(Study material):
>>>>
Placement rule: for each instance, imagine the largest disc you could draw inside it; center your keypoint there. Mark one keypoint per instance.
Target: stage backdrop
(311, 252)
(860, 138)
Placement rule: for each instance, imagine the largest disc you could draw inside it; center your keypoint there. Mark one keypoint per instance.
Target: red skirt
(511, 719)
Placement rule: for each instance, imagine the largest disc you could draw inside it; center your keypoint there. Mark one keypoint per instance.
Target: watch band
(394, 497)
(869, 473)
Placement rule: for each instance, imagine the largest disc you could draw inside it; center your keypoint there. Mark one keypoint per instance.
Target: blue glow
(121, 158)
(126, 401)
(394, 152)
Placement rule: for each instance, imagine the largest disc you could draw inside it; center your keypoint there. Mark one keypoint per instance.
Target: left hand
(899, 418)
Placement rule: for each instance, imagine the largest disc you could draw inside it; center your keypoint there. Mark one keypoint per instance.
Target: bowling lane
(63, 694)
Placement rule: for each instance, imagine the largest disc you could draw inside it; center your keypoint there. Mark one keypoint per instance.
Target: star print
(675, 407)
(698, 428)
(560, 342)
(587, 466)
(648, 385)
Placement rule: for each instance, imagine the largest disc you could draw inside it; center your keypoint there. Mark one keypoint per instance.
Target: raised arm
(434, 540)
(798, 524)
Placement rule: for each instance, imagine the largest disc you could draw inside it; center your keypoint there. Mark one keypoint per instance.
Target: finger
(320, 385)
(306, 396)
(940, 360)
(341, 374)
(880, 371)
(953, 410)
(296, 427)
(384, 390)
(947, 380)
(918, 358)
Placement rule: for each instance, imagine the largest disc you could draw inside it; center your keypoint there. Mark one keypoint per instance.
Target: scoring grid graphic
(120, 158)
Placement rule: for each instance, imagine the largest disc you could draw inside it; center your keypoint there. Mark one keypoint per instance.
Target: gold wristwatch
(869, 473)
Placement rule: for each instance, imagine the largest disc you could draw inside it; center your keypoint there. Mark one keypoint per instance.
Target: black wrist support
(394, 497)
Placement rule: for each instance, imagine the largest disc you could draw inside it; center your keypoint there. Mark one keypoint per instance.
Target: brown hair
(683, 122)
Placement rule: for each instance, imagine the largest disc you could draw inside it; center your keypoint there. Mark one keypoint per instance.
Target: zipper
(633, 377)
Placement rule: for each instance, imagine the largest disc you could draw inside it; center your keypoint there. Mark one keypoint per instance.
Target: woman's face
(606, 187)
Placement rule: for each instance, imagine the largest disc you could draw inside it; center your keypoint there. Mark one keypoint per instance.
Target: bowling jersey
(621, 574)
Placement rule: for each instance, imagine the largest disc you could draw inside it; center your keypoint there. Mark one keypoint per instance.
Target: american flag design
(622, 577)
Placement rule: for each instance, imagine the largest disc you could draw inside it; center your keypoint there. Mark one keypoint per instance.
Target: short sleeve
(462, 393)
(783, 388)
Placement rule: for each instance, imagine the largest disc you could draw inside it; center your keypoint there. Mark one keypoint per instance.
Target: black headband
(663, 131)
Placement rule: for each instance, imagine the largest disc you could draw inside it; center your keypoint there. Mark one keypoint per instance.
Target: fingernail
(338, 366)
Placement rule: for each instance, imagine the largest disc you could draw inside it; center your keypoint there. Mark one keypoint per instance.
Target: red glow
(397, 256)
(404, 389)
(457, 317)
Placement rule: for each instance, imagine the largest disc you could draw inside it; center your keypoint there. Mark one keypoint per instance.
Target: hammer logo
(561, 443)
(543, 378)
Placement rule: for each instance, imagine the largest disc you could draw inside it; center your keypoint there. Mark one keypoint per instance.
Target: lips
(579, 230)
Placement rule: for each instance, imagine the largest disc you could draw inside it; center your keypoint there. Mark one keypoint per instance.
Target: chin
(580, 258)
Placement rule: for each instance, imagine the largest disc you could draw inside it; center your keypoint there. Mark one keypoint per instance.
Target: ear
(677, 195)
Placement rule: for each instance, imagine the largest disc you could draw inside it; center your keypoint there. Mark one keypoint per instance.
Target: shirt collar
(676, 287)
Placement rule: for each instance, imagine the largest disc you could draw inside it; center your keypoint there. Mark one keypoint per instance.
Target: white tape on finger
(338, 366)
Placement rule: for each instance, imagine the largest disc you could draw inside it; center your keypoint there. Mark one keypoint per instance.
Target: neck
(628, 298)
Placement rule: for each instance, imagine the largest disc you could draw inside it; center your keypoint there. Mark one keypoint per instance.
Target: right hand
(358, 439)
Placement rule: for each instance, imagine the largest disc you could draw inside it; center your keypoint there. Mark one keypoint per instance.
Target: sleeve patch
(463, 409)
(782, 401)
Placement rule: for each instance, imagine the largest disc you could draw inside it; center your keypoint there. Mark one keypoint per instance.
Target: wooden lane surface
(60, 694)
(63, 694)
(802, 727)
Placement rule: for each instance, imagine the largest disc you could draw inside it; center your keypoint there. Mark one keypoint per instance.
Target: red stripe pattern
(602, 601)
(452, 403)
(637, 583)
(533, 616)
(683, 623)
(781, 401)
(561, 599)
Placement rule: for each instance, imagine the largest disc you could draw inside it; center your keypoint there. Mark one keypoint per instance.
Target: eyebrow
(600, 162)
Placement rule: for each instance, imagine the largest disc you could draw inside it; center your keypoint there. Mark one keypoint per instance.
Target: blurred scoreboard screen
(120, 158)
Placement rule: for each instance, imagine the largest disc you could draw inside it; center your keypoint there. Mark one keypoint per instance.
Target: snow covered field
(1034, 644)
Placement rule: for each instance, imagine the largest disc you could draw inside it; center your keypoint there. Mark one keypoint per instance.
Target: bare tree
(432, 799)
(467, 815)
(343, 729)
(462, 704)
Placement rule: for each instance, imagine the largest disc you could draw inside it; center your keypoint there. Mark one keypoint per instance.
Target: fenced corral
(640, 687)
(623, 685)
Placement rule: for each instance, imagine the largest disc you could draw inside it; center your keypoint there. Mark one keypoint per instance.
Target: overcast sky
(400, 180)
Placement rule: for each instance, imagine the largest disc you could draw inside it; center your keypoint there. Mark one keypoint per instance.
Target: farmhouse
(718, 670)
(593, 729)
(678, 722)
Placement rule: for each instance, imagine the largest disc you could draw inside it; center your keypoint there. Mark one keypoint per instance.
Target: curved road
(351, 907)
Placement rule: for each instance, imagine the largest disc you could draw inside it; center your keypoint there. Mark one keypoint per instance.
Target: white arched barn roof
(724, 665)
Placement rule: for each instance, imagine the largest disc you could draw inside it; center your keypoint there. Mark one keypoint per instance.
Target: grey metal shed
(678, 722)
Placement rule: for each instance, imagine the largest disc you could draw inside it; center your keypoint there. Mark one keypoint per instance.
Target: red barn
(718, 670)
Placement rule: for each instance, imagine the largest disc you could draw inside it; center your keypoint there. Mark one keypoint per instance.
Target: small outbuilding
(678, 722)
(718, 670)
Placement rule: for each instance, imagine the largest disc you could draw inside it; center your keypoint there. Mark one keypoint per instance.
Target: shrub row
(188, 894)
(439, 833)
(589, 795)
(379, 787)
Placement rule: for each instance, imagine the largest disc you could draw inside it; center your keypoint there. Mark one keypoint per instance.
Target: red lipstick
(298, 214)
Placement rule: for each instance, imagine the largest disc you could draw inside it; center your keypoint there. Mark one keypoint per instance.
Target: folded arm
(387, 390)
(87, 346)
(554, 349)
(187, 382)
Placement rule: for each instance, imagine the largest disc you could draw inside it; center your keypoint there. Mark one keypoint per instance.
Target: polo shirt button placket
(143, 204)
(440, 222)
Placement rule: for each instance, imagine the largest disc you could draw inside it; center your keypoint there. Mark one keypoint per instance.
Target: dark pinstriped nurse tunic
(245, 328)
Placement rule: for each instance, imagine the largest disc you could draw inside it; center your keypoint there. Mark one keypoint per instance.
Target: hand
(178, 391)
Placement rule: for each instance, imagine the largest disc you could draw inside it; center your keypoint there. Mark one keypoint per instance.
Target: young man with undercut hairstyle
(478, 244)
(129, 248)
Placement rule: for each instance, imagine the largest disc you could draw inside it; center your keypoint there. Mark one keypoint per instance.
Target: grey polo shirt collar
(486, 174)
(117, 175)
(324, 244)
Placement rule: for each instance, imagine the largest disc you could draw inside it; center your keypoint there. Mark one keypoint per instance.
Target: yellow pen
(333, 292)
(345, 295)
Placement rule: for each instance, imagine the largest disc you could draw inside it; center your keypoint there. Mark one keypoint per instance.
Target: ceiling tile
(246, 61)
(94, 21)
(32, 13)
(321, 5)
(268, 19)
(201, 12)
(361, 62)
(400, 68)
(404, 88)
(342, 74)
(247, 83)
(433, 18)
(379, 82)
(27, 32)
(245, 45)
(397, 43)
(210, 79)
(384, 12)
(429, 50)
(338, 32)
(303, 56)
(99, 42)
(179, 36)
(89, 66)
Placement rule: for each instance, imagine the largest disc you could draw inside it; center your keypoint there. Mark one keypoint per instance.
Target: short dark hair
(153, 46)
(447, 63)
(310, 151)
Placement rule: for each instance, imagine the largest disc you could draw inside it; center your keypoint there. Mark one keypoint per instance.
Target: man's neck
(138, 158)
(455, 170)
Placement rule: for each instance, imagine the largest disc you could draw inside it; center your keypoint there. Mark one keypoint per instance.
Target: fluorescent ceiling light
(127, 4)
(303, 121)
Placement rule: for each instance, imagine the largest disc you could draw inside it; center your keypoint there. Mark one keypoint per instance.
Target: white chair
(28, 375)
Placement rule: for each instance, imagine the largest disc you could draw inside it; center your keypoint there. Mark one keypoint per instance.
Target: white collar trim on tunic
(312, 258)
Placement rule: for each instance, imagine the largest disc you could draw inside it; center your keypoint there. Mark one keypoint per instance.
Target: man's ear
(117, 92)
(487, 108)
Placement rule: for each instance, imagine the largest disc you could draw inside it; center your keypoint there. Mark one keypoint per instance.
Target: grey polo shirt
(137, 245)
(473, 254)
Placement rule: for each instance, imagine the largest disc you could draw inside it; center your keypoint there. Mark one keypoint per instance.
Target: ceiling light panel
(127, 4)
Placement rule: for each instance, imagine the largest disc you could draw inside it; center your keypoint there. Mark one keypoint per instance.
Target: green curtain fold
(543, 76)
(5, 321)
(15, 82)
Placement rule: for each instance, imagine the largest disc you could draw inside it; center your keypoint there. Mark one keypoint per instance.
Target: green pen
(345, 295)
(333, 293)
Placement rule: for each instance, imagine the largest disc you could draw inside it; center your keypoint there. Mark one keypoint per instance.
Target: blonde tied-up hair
<<<<
(Your objective): With both ends included, please retype exactly the lines from the line containing "Target: white collar trim on tunic" to the final line of the data.

(Written response):
Target: white collar trim on tunic
(312, 258)
Placement rule: for each instance, imagine the largest disc you could draw inside it; center your keypoint there. Mark one keypoint per instance.
Target: man's ear
(117, 92)
(487, 108)
Placement rule: for each instance, imagine the largest disc you could draw inside it; center your keypoint there. Mark one keypoint per instance.
Target: grey polo shirt
(137, 245)
(473, 254)
Placement rule: for each instance, imagine the largest disc you could draw inside it; center your keypoint there. Mark one keypoint per instance.
Target: ceiling light panel
(127, 4)
Placement rule: for each instance, imagine the largest disc you could draw inside it; center your keypoint there. Mark one keypoint per instance.
Target: green curtain fold
(543, 76)
(5, 321)
(15, 82)
Placement rule: for each instance, imagine the largest disc you could draw inside it; center your keypoint there. Mark one keypoint per instance.
Target: green pen
(345, 295)
(333, 293)
Placement rule: for each instance, imagine the largest disc you could draw inside it; center your keypoint there. Mark one keypoint per instance.
Target: blonde tied-up hair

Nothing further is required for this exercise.